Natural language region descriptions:

● ● ● ● ● ● ●

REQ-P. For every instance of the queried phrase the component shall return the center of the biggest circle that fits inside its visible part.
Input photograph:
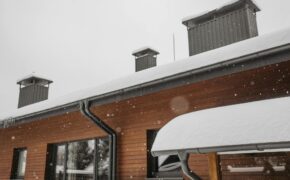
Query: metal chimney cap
(233, 5)
(144, 50)
(32, 77)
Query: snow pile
(144, 48)
(266, 121)
(31, 76)
(197, 62)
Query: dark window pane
(80, 162)
(162, 166)
(19, 164)
(60, 158)
(103, 157)
(169, 163)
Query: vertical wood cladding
(131, 118)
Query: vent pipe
(145, 58)
(33, 89)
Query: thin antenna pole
(173, 47)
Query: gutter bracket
(183, 156)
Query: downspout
(183, 156)
(85, 110)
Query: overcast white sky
(84, 43)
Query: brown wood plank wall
(131, 118)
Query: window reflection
(103, 159)
(60, 159)
(80, 160)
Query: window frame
(15, 163)
(52, 154)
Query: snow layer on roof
(257, 122)
(222, 6)
(143, 48)
(202, 60)
(30, 76)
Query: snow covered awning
(259, 125)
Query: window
(19, 163)
(162, 166)
(79, 160)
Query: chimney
(233, 22)
(145, 58)
(33, 89)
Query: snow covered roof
(197, 62)
(24, 79)
(223, 7)
(144, 50)
(261, 122)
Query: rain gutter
(156, 85)
(85, 110)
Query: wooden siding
(131, 118)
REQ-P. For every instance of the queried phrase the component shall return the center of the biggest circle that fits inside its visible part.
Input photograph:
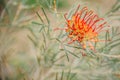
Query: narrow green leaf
(56, 76)
(46, 16)
(62, 75)
(72, 53)
(33, 41)
(68, 75)
(72, 76)
(39, 17)
(37, 23)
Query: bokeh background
(30, 49)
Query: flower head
(84, 25)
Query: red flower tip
(84, 25)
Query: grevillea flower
(84, 25)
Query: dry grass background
(17, 54)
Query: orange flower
(84, 26)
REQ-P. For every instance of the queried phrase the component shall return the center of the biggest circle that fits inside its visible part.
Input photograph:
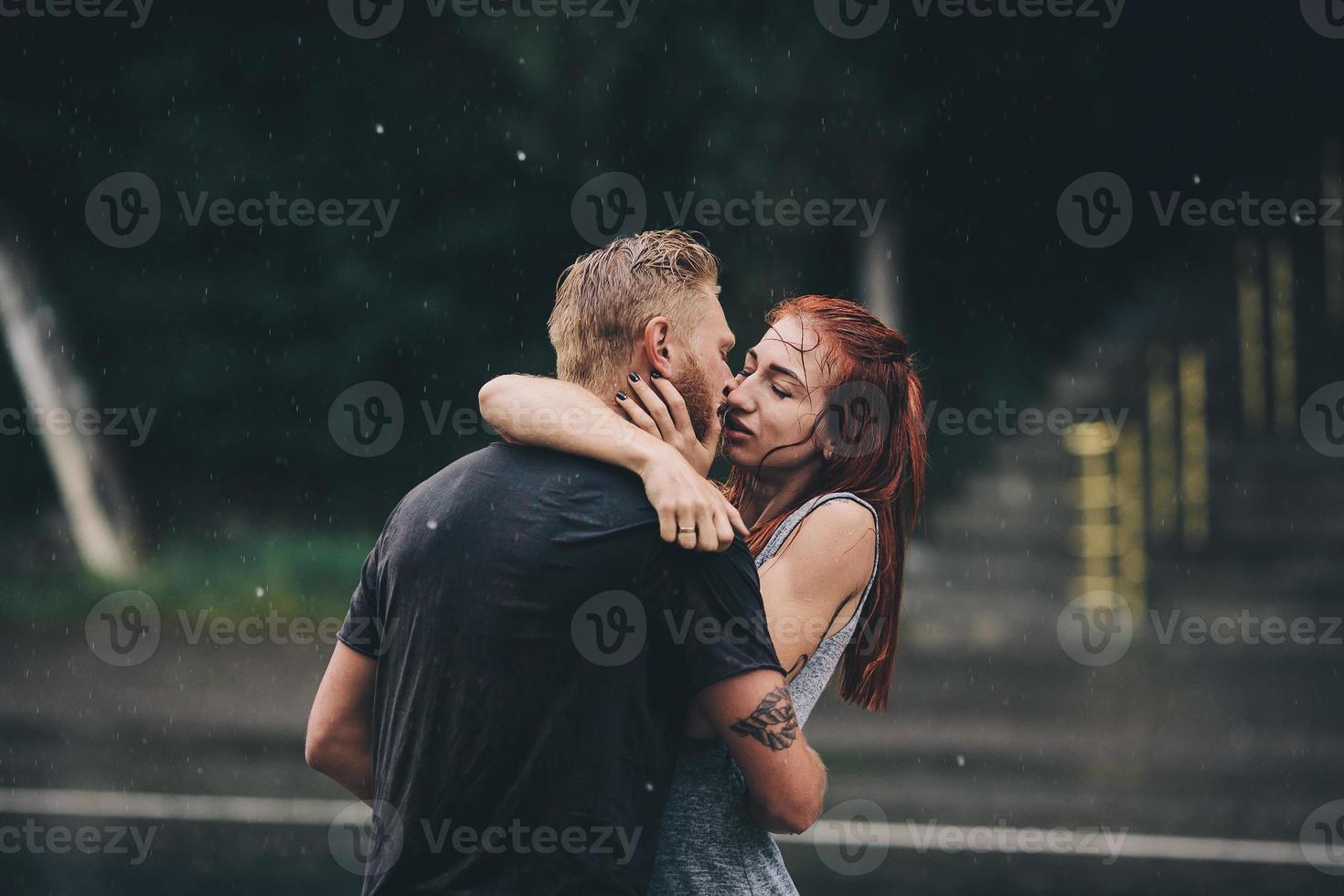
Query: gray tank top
(709, 845)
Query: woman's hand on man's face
(659, 410)
(691, 509)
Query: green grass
(291, 572)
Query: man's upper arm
(717, 617)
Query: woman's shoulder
(837, 529)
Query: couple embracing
(574, 664)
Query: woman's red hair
(874, 418)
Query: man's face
(705, 374)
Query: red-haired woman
(824, 432)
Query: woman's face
(778, 394)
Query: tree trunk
(94, 504)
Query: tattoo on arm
(772, 721)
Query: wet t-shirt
(537, 645)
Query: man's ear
(657, 346)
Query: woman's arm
(537, 410)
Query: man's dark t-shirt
(537, 647)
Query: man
(525, 647)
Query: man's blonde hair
(605, 298)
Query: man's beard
(702, 402)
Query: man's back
(528, 690)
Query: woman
(824, 434)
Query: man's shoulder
(508, 475)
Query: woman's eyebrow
(775, 367)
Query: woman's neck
(775, 493)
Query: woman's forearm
(565, 417)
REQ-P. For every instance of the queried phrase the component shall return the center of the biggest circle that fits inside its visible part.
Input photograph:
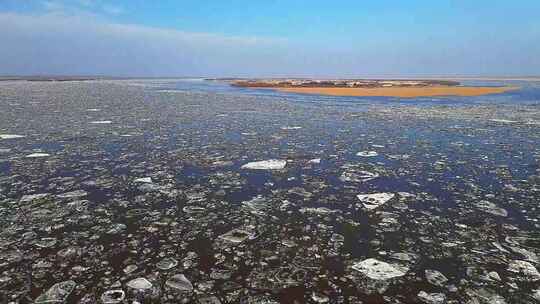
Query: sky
(271, 38)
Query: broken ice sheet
(10, 136)
(37, 155)
(143, 180)
(491, 208)
(525, 271)
(167, 263)
(379, 270)
(374, 200)
(367, 153)
(113, 296)
(58, 293)
(237, 236)
(139, 283)
(179, 282)
(271, 164)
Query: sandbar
(404, 92)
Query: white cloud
(55, 43)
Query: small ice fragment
(11, 136)
(375, 200)
(503, 120)
(525, 270)
(37, 155)
(31, 197)
(491, 208)
(143, 180)
(73, 194)
(378, 270)
(271, 164)
(179, 282)
(139, 283)
(58, 293)
(113, 296)
(367, 153)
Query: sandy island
(405, 92)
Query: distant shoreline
(405, 88)
(403, 92)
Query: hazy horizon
(244, 39)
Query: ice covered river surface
(191, 191)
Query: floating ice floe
(11, 136)
(357, 176)
(236, 236)
(435, 277)
(113, 296)
(31, 197)
(367, 154)
(503, 120)
(431, 298)
(374, 200)
(167, 263)
(526, 270)
(143, 180)
(491, 208)
(139, 283)
(271, 164)
(378, 270)
(58, 293)
(179, 282)
(37, 155)
(73, 194)
(46, 242)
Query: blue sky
(270, 38)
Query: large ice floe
(379, 270)
(374, 200)
(179, 282)
(271, 164)
(10, 136)
(58, 293)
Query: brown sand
(406, 92)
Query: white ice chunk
(375, 200)
(10, 136)
(271, 164)
(37, 155)
(58, 293)
(147, 180)
(525, 270)
(378, 270)
(139, 283)
(367, 153)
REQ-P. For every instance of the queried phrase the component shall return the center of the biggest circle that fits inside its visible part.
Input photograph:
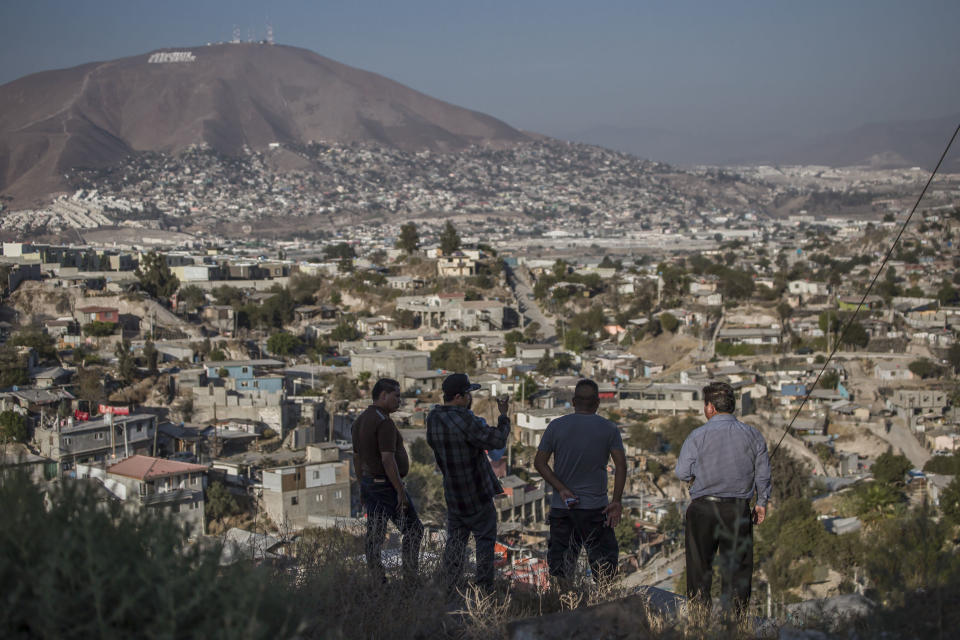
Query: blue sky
(561, 66)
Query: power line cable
(853, 317)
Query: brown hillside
(229, 96)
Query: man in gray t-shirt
(580, 514)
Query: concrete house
(661, 398)
(531, 423)
(86, 315)
(521, 501)
(144, 482)
(892, 370)
(104, 438)
(456, 265)
(389, 364)
(311, 493)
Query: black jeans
(380, 501)
(483, 526)
(725, 528)
(573, 529)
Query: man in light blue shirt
(726, 463)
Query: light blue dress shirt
(726, 458)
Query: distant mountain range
(227, 96)
(232, 96)
(880, 145)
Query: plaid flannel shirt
(459, 441)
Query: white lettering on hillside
(172, 56)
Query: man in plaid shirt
(460, 441)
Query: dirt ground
(669, 349)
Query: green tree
(44, 345)
(546, 366)
(453, 356)
(626, 534)
(449, 239)
(564, 361)
(13, 427)
(344, 332)
(151, 356)
(426, 488)
(192, 297)
(89, 386)
(669, 322)
(99, 329)
(672, 522)
(950, 501)
(924, 368)
(220, 503)
(576, 340)
(283, 343)
(953, 356)
(677, 430)
(788, 542)
(643, 437)
(874, 501)
(790, 477)
(947, 294)
(909, 553)
(421, 452)
(13, 368)
(227, 295)
(891, 468)
(829, 380)
(855, 336)
(531, 332)
(526, 387)
(409, 239)
(511, 338)
(405, 318)
(155, 276)
(339, 251)
(126, 365)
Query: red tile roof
(146, 467)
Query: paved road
(865, 389)
(520, 281)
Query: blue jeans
(483, 526)
(380, 502)
(573, 529)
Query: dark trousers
(380, 502)
(573, 529)
(483, 526)
(725, 528)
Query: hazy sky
(562, 66)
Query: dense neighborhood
(216, 380)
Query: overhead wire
(856, 312)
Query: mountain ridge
(228, 96)
(889, 144)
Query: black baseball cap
(457, 383)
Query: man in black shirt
(381, 462)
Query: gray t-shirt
(581, 445)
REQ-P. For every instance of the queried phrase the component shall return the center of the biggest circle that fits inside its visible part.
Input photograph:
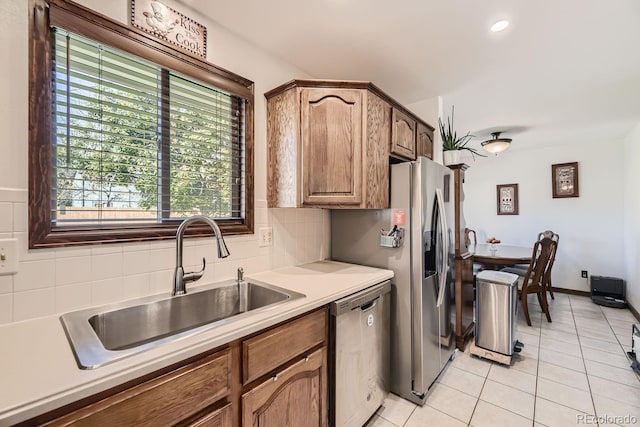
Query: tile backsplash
(53, 281)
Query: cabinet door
(219, 418)
(331, 146)
(295, 397)
(403, 135)
(424, 141)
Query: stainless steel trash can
(496, 310)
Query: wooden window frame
(84, 21)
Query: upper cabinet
(424, 140)
(331, 146)
(403, 135)
(329, 142)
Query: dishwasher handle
(371, 304)
(364, 300)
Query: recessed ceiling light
(500, 25)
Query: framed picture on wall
(507, 199)
(564, 178)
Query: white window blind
(136, 143)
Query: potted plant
(452, 145)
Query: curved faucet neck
(180, 278)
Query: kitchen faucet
(180, 278)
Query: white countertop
(39, 371)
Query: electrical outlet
(8, 256)
(265, 236)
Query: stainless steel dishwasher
(360, 350)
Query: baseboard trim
(572, 292)
(633, 311)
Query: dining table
(494, 256)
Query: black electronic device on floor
(608, 291)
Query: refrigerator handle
(444, 247)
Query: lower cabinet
(219, 418)
(297, 396)
(276, 377)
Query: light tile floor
(573, 371)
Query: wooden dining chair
(470, 241)
(468, 234)
(521, 269)
(534, 282)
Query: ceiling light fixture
(500, 25)
(496, 145)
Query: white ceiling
(564, 71)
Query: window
(138, 139)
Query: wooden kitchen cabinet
(275, 377)
(403, 135)
(164, 400)
(424, 140)
(219, 418)
(331, 146)
(296, 396)
(329, 143)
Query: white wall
(631, 153)
(58, 280)
(590, 226)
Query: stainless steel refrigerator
(420, 223)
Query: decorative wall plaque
(170, 25)
(507, 196)
(564, 178)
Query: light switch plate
(265, 237)
(8, 256)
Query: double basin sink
(105, 334)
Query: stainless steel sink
(105, 334)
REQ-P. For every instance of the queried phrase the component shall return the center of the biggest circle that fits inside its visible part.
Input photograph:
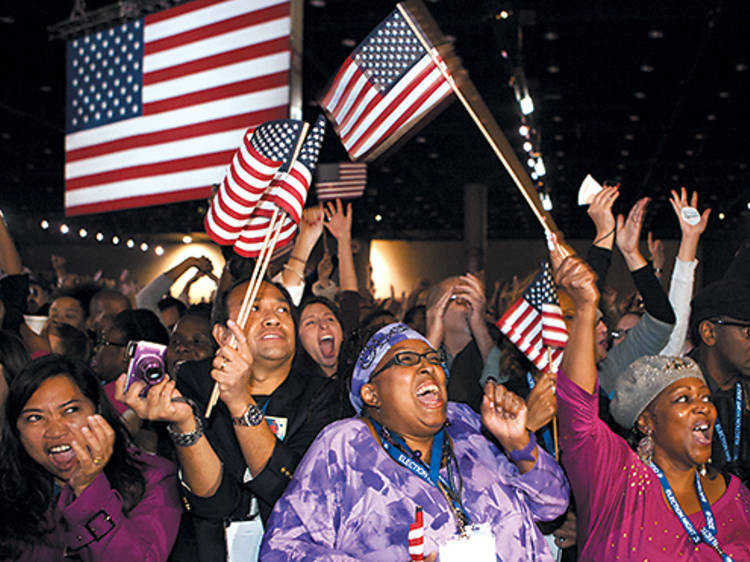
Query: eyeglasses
(744, 325)
(410, 358)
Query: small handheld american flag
(385, 87)
(535, 322)
(416, 536)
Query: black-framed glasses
(744, 325)
(408, 358)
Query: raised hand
(504, 414)
(629, 233)
(542, 402)
(679, 202)
(339, 222)
(157, 405)
(231, 371)
(600, 211)
(93, 444)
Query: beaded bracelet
(192, 437)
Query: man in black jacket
(235, 468)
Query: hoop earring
(645, 449)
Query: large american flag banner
(343, 180)
(535, 323)
(156, 107)
(384, 88)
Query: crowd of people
(348, 428)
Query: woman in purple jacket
(69, 486)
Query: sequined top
(622, 514)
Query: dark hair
(170, 302)
(75, 343)
(27, 489)
(13, 355)
(141, 324)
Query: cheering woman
(69, 486)
(359, 486)
(656, 503)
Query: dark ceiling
(650, 94)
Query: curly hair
(26, 488)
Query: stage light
(539, 167)
(527, 104)
(546, 202)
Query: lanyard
(708, 533)
(546, 435)
(737, 427)
(403, 455)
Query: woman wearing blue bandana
(357, 489)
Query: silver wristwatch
(252, 416)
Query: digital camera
(147, 364)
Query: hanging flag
(265, 151)
(156, 107)
(416, 536)
(385, 87)
(344, 180)
(535, 322)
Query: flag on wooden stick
(385, 87)
(535, 323)
(343, 180)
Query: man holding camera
(236, 464)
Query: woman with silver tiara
(659, 500)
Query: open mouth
(327, 346)
(428, 394)
(62, 457)
(702, 434)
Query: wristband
(524, 454)
(192, 437)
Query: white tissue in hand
(589, 188)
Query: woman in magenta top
(69, 486)
(621, 497)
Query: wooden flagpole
(256, 279)
(425, 28)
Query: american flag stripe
(400, 104)
(383, 88)
(204, 65)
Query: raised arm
(579, 281)
(340, 226)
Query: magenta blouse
(622, 514)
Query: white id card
(243, 540)
(478, 546)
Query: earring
(645, 449)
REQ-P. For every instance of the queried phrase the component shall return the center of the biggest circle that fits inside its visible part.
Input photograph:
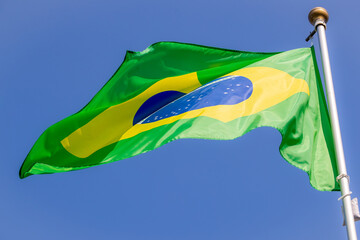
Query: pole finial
(318, 13)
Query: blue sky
(55, 55)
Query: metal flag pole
(318, 17)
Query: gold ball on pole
(318, 13)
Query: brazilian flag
(175, 90)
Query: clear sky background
(55, 55)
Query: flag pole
(318, 17)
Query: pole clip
(345, 195)
(311, 35)
(338, 178)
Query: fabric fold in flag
(175, 90)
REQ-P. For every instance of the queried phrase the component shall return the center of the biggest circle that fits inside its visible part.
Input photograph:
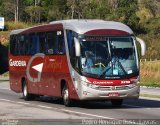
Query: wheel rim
(25, 90)
(66, 96)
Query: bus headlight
(90, 85)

● ● ● ● ● ● ●

WORK TO BE COMPLETED
Repeat exactly the lines from the one containing "Query: earring" to the last line of the data above, both included, and write no pictures into the copy.

RESULT OF THE TASK
Query: earring
(645, 449)
REQ-P. For every instance of the queried phrase the component shall return the center of the biggest circle that fits inside its visible part.
Input photograph:
Query: pole finial
(318, 13)
Query: blue sky
(55, 55)
Query: metal flag pole
(318, 17)
Query: gold ball on pole
(318, 13)
Query: brazilian flag
(175, 90)
Query: clear sky background
(55, 55)
Query: flag pole
(318, 17)
Query: pole clip
(345, 195)
(311, 35)
(338, 178)
Query: fabric fold in flag
(175, 90)
REQ-P. For every instance of the queried phrase the component shall return the center of the biggest circle that fits inside its visible part.
Input photograph:
Query: wheel rim
(25, 90)
(66, 96)
Query: bus headlight
(90, 85)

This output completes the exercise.